> EXTRAIT DU DOCUMENT
A la lecture de ces deux graphiques, plusieurs constats s’imposent. Ils confirment que pour retrouver un travail, les rapatriés se sont adaptés au marché du travail en mutant vers le salariat et en abandonnant les petits métiers indépendants et les emplois de bureaux. C’est donc une évolution vers les activités du secteur secondaire et la découverte de travaux techniques (professions intermédiaires). Le dernier graphique confirme également le fait que la Savoie n’est pas une terre de reprise d’exploitation agricole.

Le retour des fonctionnaires est bien plus simple pour les autorités, bien que très nombreux, ils sont reversés dans les services et représentent dans le département 17 agents des collectivités locales, 17 fonctionnaires du ministère de l’Intérieur et des Affaires algériennes, 28 membres de l’Education nationale, 22 agents des services de la santé publique et de la population, 1 seul au sein du ministère du travail comme pour ceux de la Justice et de la Trésorerie générale : soit 88 fonctionnaires d’Etat intégrés en Savoie au cours de la période, auxquels il faut ajouter les employés municipaux.

> LISTE DES DONNÉES
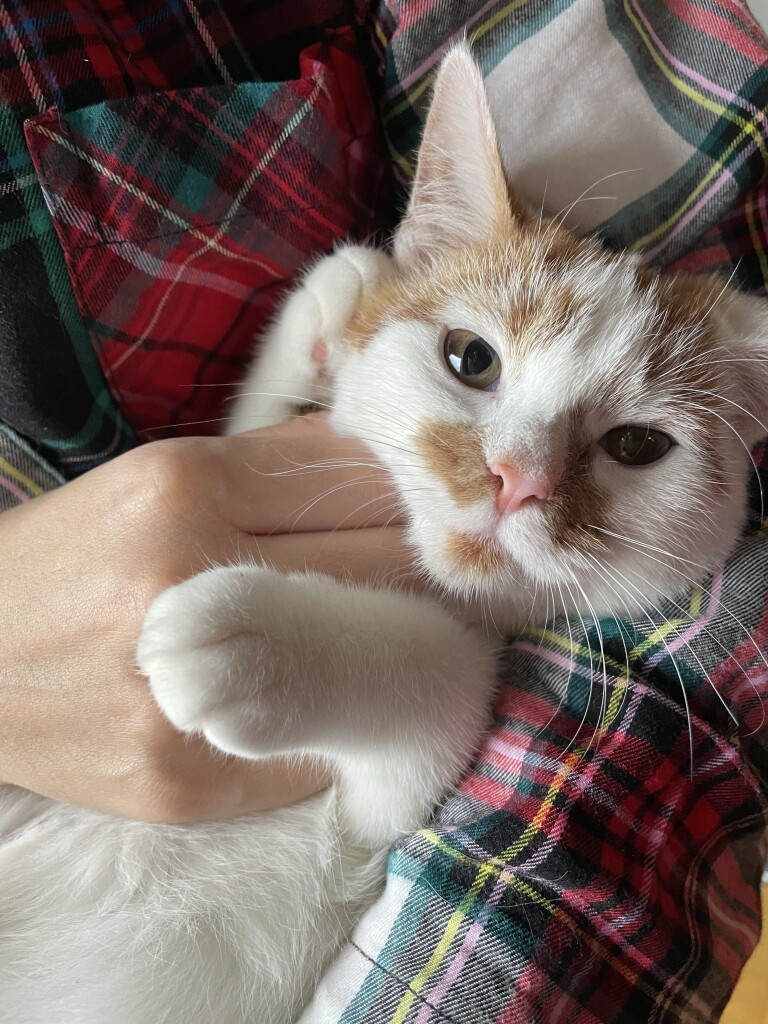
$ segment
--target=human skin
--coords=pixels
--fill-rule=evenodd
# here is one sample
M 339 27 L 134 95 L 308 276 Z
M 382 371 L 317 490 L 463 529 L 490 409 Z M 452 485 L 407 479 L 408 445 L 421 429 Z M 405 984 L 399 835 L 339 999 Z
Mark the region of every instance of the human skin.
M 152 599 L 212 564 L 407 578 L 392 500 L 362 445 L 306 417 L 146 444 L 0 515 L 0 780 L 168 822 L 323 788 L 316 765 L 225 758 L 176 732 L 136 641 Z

---

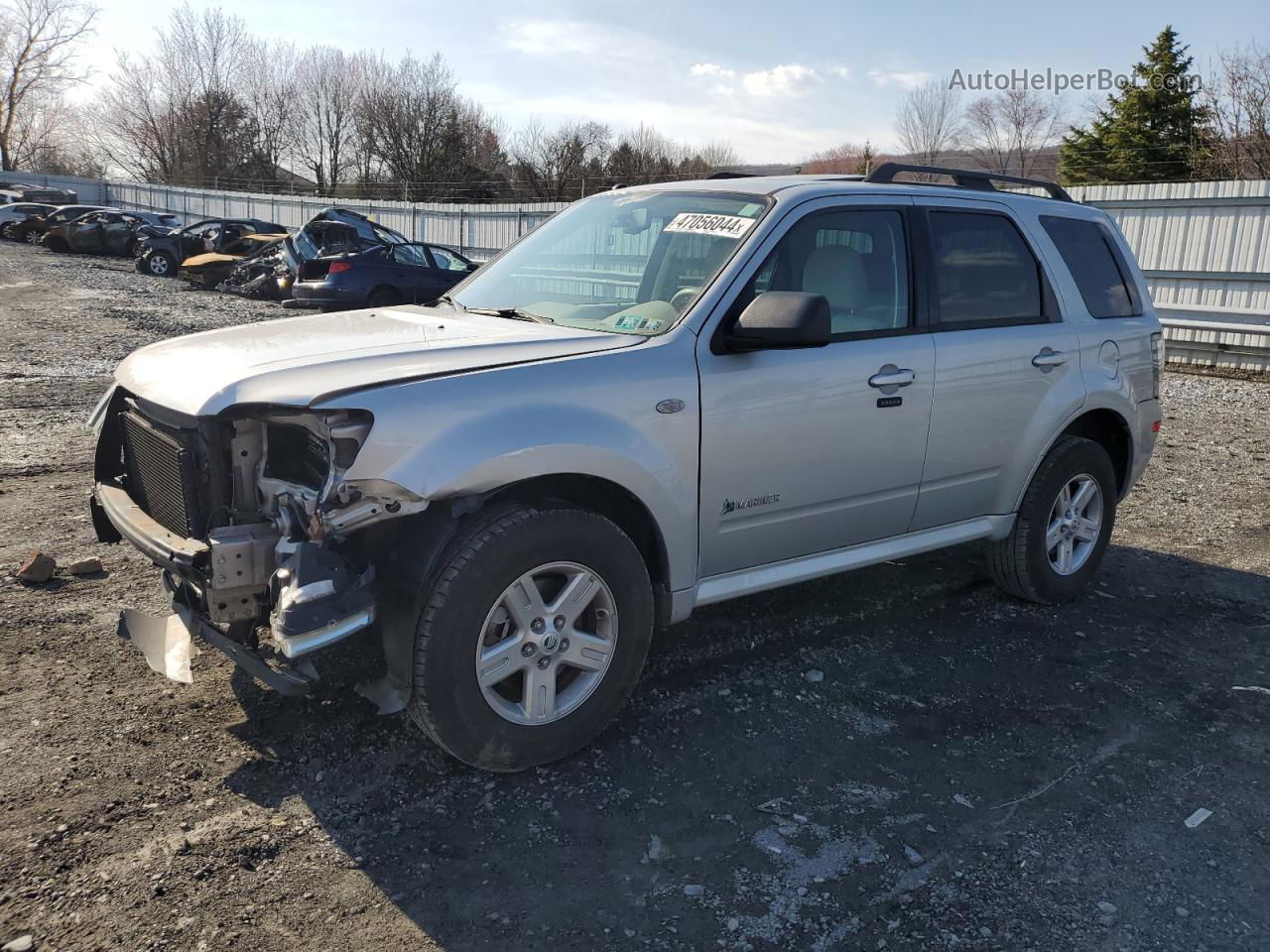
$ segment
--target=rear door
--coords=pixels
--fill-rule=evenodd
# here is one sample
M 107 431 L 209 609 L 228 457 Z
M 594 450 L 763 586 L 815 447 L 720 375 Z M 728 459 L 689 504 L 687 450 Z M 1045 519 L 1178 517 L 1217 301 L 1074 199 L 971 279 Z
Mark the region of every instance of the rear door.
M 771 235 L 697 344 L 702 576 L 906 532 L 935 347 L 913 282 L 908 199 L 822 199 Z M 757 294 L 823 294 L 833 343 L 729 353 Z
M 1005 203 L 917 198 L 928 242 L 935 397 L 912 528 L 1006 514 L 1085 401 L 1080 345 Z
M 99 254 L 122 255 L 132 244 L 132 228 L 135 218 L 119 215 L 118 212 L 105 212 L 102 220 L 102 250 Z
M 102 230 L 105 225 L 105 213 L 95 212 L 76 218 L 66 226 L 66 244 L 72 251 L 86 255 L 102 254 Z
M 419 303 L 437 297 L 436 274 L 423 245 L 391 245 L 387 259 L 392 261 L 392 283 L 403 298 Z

> ENSEMBLE DE TÂCHES
1. Les affirmations suivantes concordent-elles avec l'extrait sur le retour des rapatriés ? Répondez à chacune par oui ou non, en citant les mots décisifs de l'extrait. (a) Les rapatriés ont abandonné les petits métiers indépendants. (b) La Savoie est une terre de reprise d'exploitation agricole. (c) Le retour des fonctionnaires est plus compliqué pour les autorités.
2. Recopiez le passage de l'extrait compris entre « Le retour des » et « les employés municipaux. », inclus, en renommant « fonctionnaires » en « agents publics ».
Les données n'ont aucun lien avec l'extrait.

> RÉSULTATS ATTENDUS
1.
(a) Oui : « en abandonnant les petits métiers indépendants ».
(b) Non : « la Savoie n’est pas une terre de reprise d’exploitation agricole ».
(c) Non : « Le retour des fonctionnaires est bien plus simple pour les autorités ».

2.
Le retour des agents publics est bien plus simple pour les autorités, bien que très nombreux, ils sont reversés dans les services et représentent dans le département 17 agents des collectivités locales, 17 agents publics du ministère de l’Intérieur et des Affaires algériennes, 28 membres de l’Education nationale, 22 agents des services de la santé publique et de la population, 1 seul au sein du ministère du travail comme pour ceux de la Justice et de la Trésorerie générale : soit 88 agents publics d’Etat intégrés en Savoie au cours de la période, auxquels il faut ajouter les employés municipaux.